TASK GOAL —
List every line of the data below that contains the word "house", copying each line in full.

---+---

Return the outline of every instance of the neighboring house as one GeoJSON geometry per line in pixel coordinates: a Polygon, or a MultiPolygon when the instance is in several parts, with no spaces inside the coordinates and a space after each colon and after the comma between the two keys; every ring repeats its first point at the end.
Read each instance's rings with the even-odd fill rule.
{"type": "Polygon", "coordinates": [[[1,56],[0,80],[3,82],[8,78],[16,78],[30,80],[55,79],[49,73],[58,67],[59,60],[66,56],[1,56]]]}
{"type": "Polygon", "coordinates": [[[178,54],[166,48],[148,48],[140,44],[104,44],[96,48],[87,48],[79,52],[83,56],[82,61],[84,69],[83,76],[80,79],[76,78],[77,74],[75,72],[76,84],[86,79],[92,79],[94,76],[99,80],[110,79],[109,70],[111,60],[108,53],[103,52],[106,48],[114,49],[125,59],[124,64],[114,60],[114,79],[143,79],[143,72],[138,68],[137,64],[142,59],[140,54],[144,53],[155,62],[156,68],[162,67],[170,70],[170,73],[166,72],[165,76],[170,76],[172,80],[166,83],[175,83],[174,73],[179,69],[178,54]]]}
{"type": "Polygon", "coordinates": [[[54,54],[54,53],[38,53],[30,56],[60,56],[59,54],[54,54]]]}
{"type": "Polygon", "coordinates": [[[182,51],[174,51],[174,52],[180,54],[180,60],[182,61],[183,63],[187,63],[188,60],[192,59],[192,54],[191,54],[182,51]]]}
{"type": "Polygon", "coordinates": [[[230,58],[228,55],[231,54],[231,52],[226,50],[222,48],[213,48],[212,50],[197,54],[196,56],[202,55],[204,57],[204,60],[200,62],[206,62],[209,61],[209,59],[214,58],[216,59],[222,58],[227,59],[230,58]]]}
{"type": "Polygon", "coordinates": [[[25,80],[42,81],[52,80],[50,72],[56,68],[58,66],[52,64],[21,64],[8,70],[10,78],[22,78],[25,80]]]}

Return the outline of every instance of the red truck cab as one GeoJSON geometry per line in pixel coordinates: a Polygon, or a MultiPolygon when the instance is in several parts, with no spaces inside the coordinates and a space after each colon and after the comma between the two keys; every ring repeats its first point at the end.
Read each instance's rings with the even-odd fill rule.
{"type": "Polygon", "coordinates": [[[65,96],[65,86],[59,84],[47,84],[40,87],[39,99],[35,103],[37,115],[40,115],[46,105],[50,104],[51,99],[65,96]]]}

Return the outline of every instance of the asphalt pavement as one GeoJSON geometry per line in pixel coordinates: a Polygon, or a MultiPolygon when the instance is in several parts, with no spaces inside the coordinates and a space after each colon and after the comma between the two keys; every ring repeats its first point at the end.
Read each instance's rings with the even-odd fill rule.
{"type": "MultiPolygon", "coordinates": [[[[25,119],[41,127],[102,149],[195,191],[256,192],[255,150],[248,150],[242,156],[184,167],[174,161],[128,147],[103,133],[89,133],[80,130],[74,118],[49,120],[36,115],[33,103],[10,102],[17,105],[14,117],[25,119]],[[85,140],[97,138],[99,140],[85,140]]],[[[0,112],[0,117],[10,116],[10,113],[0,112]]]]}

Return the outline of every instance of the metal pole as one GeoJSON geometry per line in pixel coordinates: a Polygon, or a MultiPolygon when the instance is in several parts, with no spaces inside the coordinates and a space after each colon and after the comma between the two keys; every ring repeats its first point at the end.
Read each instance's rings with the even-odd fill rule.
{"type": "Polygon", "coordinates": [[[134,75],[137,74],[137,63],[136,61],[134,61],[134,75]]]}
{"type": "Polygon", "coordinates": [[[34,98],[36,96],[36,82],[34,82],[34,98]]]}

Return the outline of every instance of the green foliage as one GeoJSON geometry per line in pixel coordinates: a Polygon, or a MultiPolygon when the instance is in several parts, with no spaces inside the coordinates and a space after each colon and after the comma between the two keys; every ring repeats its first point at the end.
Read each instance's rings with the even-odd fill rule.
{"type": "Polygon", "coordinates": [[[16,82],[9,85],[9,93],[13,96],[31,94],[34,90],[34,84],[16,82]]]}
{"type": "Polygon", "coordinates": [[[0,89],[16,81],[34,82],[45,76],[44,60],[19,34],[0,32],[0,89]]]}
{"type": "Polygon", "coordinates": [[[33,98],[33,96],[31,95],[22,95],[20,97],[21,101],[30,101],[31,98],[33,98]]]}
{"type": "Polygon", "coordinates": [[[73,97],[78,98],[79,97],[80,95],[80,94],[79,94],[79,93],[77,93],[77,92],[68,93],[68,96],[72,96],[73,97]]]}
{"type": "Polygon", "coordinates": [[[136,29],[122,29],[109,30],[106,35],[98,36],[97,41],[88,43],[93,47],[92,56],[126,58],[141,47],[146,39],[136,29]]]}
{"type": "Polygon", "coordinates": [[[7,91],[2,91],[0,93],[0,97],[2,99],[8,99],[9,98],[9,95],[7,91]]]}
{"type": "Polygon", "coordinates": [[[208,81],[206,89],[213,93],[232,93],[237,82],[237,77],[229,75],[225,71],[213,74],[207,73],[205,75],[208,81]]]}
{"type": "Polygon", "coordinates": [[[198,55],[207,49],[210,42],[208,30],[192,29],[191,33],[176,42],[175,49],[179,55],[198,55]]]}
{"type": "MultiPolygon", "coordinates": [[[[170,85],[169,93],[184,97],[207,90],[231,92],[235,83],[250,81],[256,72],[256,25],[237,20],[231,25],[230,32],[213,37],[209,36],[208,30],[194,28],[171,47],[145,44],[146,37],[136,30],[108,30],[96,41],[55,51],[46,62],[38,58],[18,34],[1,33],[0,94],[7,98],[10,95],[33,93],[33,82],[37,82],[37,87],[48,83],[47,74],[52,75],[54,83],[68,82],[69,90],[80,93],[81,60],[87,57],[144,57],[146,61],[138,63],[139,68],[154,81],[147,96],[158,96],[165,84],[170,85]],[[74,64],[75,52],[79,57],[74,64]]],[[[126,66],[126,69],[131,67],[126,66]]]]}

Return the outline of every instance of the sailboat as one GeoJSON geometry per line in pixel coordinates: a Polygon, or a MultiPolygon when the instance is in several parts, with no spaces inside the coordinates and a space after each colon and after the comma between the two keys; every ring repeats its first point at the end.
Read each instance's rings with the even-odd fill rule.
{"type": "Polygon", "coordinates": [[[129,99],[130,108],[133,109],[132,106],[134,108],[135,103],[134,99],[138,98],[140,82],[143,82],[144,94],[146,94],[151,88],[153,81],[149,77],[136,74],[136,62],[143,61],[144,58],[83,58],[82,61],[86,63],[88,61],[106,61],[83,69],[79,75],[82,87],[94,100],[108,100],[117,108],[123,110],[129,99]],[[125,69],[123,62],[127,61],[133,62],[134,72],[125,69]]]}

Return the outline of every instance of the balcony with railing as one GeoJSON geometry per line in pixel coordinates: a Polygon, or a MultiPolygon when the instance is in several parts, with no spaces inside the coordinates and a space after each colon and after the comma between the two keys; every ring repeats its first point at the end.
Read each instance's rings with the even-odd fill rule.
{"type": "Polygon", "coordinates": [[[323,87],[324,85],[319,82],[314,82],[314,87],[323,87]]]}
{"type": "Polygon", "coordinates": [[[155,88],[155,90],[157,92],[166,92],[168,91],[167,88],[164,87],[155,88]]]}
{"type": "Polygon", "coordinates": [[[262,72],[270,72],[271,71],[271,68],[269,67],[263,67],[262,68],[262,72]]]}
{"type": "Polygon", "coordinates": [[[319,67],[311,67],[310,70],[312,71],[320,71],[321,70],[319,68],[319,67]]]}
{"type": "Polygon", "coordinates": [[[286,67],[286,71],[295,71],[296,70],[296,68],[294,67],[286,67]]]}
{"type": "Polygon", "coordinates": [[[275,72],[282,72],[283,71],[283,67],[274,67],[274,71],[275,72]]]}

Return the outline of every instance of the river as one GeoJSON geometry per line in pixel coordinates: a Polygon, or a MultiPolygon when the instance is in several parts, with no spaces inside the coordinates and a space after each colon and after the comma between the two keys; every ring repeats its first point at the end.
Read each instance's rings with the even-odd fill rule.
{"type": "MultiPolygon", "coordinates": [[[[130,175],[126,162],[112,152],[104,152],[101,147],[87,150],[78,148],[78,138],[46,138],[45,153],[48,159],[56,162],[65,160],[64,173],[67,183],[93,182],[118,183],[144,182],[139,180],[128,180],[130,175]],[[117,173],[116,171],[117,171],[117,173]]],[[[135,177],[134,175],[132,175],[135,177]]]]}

---+---

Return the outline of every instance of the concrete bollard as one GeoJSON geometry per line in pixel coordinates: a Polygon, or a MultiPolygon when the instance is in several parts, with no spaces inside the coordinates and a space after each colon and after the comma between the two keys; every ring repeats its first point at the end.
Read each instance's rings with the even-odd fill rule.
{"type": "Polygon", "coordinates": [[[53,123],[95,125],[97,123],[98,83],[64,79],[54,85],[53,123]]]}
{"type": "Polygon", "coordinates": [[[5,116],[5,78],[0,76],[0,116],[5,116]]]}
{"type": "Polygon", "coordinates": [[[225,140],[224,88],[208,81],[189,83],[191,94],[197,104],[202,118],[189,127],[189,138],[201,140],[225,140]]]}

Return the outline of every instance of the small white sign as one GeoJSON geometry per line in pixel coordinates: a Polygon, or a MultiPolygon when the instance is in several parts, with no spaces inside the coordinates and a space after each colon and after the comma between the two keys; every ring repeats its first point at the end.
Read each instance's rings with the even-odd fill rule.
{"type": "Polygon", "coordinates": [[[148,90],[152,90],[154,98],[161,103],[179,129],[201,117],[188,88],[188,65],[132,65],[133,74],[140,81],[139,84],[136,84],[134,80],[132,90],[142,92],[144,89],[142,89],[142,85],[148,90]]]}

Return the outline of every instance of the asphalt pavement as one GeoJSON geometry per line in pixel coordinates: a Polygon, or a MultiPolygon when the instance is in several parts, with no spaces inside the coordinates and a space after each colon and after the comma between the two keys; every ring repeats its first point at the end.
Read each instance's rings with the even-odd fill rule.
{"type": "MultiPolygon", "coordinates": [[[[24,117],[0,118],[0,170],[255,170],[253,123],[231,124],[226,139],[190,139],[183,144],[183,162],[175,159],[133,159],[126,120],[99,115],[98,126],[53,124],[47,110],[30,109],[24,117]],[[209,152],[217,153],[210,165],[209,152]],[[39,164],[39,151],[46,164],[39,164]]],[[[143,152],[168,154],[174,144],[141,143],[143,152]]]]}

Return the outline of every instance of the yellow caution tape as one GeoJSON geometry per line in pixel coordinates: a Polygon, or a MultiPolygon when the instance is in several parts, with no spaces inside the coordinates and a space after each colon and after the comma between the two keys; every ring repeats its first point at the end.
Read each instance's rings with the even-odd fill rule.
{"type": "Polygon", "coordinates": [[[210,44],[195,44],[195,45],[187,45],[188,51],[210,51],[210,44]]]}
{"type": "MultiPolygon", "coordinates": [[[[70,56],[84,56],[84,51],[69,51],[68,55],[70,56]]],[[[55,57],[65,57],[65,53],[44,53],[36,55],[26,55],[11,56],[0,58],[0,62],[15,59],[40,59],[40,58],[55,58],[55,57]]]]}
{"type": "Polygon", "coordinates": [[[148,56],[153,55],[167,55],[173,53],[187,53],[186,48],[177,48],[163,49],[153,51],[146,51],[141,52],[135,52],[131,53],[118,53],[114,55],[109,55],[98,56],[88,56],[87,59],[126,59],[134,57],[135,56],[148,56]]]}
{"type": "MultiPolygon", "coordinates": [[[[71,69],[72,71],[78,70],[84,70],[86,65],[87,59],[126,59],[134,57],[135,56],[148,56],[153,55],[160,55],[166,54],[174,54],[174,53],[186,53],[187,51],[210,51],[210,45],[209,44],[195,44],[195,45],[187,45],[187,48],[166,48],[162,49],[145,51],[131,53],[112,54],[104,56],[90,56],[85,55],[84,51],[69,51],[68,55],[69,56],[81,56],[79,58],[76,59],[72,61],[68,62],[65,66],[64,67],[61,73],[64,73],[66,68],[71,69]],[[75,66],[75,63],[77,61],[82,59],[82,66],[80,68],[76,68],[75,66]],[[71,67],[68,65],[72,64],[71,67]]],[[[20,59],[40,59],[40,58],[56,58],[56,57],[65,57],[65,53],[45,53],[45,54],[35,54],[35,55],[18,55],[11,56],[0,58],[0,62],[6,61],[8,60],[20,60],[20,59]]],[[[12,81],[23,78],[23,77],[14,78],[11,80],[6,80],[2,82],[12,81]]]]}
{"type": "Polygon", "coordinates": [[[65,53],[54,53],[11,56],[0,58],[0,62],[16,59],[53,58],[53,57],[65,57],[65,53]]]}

---+---

CORRECT RESPONSE —
Return the outline of every instance of the neighboring house as one GeoJSON geometry per line in pixel coordinates: a Polygon, or a MultiPolygon when the instance is in several parts, with no spaces inside the coordinates and a space after each colon and after the comma between the two keys; every ring repeats its first point at the end.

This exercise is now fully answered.